- Required task
Rewrite every line of the listing, swapping "localization" for "grounding" wherever it appears and leaving everything else untouched.

[Detection annotation records]
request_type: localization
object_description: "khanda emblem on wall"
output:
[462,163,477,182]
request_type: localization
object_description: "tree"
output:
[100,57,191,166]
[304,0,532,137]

- Answer below
request_type: grounding
object_description: "khanda emblem on wall"
output:
[462,163,477,182]
request_type: grounding
object_description: "tree"
output:
[100,57,191,166]
[304,0,532,137]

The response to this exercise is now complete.